Given request
From the line that holds "Objective — one pin per instance of the orange" to the last line of the data, copy everything exactly; leave out all the rest.

Given records
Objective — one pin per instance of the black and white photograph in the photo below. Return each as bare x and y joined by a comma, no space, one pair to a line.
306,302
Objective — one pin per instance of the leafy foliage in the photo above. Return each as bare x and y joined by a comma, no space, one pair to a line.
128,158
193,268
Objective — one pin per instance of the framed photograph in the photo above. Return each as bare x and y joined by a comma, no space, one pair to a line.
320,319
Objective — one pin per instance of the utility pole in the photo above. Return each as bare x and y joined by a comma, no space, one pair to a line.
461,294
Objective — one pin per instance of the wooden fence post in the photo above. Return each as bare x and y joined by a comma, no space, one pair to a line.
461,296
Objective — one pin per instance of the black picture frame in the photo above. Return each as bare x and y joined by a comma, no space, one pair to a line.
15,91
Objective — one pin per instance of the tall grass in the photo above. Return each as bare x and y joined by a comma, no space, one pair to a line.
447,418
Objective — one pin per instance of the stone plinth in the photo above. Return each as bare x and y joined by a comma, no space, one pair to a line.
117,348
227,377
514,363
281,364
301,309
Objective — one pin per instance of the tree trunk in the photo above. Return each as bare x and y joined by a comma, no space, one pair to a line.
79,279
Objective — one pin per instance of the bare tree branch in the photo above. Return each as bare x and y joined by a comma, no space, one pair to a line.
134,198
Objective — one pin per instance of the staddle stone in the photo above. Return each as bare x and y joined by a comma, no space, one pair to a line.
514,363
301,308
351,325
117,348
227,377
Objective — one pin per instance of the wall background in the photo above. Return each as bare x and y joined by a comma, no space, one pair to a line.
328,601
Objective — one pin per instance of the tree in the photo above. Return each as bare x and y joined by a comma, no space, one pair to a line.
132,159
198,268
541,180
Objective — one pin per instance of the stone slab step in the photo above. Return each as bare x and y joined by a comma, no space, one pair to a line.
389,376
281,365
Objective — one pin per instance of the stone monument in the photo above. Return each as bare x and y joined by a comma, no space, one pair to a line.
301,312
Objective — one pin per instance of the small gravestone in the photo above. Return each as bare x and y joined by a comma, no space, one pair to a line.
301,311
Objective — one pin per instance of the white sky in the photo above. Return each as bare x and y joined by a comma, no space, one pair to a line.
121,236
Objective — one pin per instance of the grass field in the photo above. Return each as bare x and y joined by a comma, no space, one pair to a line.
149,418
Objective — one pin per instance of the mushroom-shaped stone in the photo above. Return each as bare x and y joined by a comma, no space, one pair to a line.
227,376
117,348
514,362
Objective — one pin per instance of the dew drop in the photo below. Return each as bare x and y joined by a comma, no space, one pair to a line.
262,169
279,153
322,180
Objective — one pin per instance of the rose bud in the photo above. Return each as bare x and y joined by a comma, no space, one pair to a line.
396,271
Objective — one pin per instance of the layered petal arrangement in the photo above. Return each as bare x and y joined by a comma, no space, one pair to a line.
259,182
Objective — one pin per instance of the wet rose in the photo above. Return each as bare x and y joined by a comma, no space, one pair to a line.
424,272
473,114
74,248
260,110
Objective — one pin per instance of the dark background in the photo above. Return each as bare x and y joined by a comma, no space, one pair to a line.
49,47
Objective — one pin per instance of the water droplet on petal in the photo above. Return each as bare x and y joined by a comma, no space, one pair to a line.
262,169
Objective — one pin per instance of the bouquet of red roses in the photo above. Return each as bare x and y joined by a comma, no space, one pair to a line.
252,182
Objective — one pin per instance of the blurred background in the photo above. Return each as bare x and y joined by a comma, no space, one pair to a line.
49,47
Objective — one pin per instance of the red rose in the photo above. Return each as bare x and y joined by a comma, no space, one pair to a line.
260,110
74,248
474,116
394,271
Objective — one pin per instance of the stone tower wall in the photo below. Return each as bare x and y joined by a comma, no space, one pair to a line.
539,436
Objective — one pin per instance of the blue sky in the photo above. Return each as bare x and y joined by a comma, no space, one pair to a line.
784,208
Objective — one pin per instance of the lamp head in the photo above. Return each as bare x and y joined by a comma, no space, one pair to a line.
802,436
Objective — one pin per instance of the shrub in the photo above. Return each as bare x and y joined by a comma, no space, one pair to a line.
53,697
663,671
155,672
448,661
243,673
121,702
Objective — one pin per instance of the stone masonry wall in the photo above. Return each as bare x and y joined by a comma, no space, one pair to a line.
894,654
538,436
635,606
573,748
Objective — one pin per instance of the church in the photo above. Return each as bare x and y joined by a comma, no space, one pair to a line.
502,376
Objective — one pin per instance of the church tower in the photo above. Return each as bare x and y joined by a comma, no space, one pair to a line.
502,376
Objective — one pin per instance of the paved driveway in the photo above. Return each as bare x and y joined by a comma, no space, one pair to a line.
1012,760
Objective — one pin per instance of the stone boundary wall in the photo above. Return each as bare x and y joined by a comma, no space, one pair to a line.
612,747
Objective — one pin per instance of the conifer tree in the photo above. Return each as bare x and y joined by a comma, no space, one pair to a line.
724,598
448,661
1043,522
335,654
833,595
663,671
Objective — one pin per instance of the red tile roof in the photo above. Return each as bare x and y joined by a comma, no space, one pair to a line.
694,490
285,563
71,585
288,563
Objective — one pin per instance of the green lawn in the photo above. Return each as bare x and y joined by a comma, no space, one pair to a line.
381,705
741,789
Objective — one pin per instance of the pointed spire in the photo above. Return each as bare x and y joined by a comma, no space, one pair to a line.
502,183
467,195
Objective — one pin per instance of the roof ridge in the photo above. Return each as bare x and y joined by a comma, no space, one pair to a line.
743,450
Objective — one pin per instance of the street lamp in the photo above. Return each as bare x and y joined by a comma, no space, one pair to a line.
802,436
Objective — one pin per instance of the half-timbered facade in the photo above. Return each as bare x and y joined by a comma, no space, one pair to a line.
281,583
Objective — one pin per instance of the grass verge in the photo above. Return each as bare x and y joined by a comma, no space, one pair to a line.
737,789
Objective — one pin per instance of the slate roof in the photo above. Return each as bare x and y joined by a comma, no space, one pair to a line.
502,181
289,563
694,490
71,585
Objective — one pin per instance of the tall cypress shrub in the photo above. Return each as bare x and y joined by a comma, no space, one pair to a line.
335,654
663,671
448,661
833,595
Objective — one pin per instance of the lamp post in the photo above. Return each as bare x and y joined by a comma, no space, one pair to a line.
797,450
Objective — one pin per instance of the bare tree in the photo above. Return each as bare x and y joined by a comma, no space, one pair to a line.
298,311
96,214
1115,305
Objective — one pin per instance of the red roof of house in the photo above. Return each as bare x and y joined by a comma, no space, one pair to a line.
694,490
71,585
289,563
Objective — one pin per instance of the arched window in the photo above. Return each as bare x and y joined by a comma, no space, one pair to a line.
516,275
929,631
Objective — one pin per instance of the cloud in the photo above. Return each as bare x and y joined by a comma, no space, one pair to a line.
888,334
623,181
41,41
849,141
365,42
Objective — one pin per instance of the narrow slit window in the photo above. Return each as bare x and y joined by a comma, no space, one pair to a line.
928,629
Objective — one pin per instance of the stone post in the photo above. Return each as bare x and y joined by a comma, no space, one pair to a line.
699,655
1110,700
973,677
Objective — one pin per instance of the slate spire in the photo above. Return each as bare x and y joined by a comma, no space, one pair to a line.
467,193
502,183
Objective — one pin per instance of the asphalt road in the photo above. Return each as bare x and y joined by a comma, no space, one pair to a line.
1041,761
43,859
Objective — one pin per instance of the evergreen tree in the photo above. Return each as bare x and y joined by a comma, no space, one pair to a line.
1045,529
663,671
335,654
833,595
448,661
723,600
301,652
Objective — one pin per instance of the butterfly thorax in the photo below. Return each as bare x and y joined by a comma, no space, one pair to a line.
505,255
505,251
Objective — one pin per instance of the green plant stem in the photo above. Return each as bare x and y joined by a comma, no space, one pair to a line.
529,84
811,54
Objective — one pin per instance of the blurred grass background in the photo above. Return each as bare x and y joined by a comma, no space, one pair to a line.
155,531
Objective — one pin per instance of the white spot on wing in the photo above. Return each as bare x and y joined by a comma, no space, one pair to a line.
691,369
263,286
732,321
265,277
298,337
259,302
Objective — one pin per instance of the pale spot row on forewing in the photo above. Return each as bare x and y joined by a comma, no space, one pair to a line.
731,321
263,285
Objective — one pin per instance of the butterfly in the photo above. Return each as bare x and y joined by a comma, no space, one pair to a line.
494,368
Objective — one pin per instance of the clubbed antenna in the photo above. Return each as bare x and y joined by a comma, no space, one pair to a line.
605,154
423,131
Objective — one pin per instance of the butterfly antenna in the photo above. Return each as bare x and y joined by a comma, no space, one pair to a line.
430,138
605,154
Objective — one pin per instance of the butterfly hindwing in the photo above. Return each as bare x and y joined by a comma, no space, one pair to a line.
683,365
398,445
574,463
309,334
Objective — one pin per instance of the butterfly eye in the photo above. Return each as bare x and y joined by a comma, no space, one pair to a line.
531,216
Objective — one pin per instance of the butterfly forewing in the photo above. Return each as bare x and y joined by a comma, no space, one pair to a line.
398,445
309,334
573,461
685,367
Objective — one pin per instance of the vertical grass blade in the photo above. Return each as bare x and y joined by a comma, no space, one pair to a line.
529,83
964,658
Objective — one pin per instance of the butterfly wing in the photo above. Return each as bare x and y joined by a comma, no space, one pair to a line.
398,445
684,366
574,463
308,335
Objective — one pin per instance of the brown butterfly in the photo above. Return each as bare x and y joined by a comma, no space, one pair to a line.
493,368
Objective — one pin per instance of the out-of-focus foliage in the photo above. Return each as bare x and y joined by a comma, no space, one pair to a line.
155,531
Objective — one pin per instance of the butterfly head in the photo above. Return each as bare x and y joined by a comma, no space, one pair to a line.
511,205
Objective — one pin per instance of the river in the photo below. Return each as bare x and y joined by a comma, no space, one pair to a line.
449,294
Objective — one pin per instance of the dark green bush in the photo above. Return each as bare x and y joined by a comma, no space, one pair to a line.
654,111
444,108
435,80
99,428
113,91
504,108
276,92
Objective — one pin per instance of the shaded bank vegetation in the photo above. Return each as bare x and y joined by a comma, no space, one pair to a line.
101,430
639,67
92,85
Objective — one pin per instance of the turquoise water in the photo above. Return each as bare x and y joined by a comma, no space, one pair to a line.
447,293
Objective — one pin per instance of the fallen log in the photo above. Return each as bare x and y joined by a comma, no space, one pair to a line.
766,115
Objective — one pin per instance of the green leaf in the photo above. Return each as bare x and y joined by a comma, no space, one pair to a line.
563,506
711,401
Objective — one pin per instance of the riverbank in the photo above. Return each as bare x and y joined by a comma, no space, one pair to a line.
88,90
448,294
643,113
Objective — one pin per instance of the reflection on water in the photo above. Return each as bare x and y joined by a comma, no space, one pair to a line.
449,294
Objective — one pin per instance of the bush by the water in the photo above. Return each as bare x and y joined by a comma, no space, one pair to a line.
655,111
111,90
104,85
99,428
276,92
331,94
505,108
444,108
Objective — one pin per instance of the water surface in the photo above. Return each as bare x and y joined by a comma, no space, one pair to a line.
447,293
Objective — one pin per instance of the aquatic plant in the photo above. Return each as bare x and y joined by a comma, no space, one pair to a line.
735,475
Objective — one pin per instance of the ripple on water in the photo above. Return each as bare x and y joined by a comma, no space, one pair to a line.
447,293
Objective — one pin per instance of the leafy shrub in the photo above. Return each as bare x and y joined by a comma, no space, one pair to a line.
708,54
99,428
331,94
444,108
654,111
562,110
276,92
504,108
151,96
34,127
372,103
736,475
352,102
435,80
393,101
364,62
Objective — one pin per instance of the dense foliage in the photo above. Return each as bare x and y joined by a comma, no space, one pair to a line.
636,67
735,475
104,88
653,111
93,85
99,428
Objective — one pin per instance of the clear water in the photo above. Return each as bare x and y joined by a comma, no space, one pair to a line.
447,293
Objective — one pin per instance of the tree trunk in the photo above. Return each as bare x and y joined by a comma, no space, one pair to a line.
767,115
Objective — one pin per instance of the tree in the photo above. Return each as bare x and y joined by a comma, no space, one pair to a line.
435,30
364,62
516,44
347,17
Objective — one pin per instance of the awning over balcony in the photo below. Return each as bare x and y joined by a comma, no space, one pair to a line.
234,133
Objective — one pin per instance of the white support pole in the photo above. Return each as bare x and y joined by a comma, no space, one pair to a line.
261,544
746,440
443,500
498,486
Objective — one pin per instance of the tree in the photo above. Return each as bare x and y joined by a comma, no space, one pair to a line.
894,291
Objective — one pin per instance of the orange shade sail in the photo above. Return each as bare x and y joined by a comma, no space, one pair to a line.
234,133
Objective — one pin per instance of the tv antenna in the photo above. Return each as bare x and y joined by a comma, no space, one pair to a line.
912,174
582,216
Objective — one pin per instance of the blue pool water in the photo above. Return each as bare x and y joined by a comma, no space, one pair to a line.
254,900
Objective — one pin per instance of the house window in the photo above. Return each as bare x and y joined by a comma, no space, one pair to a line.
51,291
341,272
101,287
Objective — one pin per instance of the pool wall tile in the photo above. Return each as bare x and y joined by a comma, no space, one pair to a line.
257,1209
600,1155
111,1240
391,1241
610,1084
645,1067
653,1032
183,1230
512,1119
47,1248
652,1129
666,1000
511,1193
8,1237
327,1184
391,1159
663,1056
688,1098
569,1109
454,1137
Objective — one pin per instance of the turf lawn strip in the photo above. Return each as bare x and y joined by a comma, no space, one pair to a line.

Answer
Objective — one pin per instance of the orange shade sail in the photo above. Return each as bare x and y joined by a comma, no space, one pair to a line.
234,133
Objective — one pin per instance of the tv antenna in the photo above. Return each as bare x and y joined by a comma, no space, one pair to a line.
912,174
582,216
Objective — one pin per instance of the blue pool water in the photo above. Return each as bare x and y joined by a comma, no space, one pair to a line.
254,900
Objective — one pin per instance of the house window in the photo above. Return each as bare x and y joined by a comma, no space, one pair to a line.
51,291
341,272
101,287
Objective — one pin per instance of the pool wall tile in the photo above. Return each as bare x and y joined by a comma, no space, one pair to a line.
257,1209
600,1155
111,1240
391,1241
610,1084
645,1067
653,1032
183,1230
512,1119
47,1248
652,1129
666,1000
511,1193
8,1237
327,1184
391,1159
663,1056
688,1098
569,1109
454,1137
Objective — one pin per instance of the turf lawn strip in the photo above. Return each as bare x and y joined by a comma, no space, one pair to a line.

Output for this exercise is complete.